*** Opening Supplied material ***

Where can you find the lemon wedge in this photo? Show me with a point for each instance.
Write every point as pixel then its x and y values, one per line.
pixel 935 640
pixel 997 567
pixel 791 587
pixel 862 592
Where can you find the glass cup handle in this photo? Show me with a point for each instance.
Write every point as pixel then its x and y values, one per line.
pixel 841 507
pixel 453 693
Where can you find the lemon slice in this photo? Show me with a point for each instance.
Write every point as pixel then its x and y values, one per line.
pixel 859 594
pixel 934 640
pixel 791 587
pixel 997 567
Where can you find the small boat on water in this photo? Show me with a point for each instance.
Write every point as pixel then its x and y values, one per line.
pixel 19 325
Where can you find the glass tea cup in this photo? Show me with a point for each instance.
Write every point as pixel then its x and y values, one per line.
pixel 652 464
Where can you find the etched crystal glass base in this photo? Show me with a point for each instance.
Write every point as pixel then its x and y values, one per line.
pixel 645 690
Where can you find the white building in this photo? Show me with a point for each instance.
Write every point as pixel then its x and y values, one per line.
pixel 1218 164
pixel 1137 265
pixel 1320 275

*** Closing Supplied material ***

What is expected - Beginning at the line containing "Where can you find the lemon slice", repeat each line exactly through the last line of the entries, and include no other lines.

Output for this exercise -
Where can you find the lemon slice in this photo? Show me with a point for each instance.
Write every point as pixel then its x and y values, one per line.
pixel 859 594
pixel 934 640
pixel 791 587
pixel 997 567
Where can you find the small boat on water in this photo? Show me with a point for each instance.
Write every point as pixel then its x and y values, one per line.
pixel 19 325
Where can you find the glass tea cup in this photo? Show me with a point for each instance.
Write every point as pixel then its x and y values, one per line.
pixel 652 464
Where can you find the etched crystal glass base in this photo? Show me with a point for each instance.
Write every point as pixel then its x and y values, one per line.
pixel 645 690
Where can you find the white building in this photo? Show me with a point for each instance.
Write every point as pixel then its x and y values, one per line.
pixel 1218 164
pixel 1137 265
pixel 1320 275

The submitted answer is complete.